-- START Entries supplied --
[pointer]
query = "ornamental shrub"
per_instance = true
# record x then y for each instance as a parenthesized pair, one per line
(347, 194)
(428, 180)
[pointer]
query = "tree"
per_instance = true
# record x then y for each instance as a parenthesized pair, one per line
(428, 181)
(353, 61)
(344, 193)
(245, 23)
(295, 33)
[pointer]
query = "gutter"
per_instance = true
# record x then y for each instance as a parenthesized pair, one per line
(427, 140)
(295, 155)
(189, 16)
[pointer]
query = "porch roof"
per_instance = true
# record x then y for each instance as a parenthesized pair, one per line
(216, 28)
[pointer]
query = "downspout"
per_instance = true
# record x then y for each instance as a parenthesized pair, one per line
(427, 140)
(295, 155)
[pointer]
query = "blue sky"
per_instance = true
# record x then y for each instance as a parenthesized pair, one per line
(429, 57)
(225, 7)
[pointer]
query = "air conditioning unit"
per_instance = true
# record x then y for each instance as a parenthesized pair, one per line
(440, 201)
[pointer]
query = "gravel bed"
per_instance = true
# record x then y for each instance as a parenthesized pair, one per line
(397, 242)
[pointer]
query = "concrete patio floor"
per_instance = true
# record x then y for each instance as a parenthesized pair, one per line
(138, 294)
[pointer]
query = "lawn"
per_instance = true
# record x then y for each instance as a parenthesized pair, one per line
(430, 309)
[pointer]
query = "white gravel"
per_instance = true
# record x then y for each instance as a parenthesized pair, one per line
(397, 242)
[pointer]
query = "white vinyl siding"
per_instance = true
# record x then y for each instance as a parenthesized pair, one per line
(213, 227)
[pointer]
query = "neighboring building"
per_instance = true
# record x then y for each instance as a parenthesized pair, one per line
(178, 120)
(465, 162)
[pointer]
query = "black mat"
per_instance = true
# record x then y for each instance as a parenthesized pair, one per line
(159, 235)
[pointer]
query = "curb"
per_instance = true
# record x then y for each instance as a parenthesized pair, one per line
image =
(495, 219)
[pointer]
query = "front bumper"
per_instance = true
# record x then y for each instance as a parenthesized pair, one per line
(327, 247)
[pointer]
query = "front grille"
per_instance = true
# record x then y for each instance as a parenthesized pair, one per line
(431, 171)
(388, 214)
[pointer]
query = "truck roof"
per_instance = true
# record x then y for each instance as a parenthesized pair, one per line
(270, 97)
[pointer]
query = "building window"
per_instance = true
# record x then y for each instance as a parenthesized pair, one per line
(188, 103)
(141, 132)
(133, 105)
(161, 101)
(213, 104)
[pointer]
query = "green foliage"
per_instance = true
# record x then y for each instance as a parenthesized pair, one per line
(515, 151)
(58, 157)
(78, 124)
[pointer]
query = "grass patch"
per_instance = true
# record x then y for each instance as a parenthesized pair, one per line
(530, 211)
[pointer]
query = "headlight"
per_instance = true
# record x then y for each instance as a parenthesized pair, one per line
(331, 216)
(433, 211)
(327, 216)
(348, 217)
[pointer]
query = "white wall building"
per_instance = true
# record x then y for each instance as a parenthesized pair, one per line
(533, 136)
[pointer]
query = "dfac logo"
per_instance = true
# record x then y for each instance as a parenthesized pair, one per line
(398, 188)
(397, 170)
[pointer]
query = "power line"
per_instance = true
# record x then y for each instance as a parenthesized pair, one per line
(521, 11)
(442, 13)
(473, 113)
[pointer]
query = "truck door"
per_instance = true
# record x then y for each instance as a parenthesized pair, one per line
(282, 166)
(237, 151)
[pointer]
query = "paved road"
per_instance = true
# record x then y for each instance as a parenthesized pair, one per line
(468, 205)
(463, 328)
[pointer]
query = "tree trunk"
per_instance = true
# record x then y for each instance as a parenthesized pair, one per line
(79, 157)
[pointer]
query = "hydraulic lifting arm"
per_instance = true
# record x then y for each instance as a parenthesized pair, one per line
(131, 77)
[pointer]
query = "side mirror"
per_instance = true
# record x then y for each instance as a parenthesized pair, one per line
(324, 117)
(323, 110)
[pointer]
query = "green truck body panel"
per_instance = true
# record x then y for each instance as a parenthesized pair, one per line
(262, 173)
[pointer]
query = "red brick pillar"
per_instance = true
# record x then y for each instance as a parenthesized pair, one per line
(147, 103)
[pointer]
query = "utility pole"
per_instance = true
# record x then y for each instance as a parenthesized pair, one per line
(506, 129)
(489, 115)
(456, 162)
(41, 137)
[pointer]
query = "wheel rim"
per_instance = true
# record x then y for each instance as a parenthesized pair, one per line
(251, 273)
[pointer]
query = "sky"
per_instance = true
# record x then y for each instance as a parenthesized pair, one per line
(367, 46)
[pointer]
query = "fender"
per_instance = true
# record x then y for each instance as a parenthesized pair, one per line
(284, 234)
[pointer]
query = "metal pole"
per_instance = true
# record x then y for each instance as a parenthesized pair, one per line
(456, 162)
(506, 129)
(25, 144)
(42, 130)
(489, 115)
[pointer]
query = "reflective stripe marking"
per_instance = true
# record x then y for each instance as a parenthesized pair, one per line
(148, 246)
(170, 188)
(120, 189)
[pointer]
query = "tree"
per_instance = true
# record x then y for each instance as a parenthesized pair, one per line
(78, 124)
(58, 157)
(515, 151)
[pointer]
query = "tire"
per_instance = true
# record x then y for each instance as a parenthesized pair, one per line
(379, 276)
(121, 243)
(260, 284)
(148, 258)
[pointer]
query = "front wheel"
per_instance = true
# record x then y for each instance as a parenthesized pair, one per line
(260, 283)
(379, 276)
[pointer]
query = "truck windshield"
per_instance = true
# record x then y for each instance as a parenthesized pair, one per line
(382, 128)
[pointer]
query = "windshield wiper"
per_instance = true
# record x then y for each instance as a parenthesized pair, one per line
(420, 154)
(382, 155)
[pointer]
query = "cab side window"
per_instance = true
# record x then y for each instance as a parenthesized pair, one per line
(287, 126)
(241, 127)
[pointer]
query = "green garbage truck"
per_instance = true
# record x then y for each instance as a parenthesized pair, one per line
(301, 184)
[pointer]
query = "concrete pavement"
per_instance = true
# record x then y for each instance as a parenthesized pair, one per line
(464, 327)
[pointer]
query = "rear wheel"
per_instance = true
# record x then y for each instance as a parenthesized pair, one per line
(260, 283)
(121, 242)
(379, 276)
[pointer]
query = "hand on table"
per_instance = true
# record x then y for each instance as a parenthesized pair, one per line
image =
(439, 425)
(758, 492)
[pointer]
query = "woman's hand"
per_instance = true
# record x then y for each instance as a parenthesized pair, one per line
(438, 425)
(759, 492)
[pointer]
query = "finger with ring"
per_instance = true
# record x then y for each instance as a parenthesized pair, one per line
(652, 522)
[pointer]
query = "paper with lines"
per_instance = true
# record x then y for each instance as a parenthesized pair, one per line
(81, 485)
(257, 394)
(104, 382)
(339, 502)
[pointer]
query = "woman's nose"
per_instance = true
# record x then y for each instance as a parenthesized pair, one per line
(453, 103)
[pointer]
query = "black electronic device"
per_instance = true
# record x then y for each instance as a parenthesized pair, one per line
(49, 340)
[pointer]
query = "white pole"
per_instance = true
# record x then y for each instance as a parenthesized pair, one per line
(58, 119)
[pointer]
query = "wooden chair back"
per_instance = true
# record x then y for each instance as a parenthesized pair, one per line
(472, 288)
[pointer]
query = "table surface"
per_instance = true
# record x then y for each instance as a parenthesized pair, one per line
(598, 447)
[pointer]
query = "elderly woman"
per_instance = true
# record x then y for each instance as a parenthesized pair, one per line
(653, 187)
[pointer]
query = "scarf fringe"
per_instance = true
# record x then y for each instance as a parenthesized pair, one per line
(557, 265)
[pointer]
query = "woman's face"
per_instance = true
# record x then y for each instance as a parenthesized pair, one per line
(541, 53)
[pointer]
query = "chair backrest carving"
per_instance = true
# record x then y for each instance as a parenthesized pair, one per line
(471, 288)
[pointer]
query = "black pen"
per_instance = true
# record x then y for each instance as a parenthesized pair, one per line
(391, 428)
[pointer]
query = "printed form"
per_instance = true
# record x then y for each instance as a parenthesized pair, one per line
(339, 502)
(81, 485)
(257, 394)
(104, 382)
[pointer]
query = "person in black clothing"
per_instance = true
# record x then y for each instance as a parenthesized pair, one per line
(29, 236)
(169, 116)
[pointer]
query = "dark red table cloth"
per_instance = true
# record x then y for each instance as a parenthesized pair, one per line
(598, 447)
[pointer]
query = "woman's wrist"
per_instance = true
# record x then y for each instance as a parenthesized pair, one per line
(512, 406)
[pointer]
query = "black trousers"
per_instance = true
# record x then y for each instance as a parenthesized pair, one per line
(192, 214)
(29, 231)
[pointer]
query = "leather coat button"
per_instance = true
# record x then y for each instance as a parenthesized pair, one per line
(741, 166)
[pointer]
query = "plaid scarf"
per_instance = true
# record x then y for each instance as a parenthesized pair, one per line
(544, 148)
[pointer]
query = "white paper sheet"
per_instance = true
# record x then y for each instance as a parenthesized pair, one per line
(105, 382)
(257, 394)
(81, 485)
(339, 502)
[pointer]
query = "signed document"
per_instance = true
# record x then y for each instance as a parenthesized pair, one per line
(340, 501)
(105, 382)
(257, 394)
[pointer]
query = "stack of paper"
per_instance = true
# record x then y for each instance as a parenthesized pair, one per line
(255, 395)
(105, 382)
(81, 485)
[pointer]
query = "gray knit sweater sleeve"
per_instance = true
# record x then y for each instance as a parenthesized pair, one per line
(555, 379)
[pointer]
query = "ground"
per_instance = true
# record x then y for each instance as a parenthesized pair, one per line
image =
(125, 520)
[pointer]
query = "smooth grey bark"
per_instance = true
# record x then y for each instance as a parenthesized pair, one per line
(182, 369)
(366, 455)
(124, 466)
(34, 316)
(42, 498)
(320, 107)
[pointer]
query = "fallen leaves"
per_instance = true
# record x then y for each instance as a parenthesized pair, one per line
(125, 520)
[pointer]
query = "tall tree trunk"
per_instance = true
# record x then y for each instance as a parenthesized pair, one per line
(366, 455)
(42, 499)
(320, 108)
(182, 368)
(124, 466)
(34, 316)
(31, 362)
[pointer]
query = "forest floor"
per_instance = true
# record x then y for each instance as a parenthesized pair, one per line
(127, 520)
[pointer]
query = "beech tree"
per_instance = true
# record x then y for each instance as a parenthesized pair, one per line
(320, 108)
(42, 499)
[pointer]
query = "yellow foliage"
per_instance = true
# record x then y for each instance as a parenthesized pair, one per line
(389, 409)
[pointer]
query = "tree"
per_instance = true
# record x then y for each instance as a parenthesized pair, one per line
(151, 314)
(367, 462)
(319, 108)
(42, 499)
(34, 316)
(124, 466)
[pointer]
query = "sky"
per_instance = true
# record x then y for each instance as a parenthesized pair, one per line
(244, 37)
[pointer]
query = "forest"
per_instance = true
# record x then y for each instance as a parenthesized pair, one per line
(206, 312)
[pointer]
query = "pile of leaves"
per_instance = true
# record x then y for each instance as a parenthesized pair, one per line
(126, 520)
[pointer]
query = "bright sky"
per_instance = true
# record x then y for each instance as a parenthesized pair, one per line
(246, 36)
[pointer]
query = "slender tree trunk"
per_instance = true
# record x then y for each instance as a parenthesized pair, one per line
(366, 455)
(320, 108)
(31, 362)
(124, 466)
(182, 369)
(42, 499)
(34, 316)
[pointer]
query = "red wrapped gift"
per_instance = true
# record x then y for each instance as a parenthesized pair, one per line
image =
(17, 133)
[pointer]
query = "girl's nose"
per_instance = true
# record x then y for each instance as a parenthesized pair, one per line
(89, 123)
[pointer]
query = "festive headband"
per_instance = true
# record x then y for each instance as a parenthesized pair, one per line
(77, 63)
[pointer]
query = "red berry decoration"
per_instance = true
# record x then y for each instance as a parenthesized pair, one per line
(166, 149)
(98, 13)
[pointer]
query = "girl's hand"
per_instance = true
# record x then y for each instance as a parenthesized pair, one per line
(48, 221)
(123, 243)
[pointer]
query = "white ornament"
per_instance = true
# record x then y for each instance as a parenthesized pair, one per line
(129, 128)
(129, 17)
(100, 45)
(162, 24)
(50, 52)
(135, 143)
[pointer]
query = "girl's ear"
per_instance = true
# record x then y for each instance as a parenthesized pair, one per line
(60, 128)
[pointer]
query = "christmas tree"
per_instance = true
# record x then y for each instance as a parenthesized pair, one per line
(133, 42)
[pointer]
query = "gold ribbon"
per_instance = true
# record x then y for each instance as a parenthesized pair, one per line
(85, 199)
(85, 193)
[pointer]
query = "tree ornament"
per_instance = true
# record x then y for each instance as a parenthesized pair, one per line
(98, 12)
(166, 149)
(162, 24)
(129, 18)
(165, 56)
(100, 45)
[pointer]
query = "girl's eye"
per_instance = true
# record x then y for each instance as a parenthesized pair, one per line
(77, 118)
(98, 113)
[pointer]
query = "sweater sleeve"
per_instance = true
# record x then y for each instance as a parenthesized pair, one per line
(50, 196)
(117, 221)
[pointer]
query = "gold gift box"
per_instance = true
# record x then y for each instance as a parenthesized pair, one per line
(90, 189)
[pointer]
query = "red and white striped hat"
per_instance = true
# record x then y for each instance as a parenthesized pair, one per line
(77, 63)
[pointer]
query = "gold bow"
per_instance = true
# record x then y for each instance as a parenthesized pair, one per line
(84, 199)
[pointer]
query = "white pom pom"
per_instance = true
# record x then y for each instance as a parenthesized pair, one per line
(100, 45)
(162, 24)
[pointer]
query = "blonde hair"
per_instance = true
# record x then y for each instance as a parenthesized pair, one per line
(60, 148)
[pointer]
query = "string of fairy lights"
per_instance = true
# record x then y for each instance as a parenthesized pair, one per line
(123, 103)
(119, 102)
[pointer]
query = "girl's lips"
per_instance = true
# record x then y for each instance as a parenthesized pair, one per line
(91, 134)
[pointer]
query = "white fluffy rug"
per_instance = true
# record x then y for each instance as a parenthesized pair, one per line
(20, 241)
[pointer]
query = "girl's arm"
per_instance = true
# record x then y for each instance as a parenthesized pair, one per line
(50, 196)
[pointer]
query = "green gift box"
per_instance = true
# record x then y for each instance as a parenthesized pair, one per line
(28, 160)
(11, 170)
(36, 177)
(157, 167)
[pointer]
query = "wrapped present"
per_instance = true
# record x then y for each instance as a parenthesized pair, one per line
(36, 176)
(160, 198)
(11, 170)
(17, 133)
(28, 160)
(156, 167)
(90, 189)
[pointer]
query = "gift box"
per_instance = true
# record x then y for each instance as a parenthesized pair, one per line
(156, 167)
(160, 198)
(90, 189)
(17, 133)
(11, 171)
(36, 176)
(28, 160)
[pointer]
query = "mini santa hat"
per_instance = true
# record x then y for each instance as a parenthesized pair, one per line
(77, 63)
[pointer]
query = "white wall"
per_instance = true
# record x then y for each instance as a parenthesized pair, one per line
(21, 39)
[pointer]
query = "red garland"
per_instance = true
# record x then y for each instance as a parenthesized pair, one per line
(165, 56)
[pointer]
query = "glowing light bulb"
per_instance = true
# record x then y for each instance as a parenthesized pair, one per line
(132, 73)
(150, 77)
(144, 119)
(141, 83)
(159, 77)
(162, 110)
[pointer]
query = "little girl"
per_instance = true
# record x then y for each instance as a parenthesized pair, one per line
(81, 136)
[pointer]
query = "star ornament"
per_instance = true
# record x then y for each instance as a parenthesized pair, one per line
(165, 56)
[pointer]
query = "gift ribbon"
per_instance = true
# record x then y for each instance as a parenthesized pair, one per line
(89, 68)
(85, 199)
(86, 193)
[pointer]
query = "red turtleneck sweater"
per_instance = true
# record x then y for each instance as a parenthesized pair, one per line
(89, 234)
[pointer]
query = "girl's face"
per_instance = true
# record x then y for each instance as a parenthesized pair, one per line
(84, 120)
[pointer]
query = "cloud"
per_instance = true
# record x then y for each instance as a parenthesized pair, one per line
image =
-- END Entries supplied --
Tally the lines of the material that contain the string "leaves" and give only the number.

2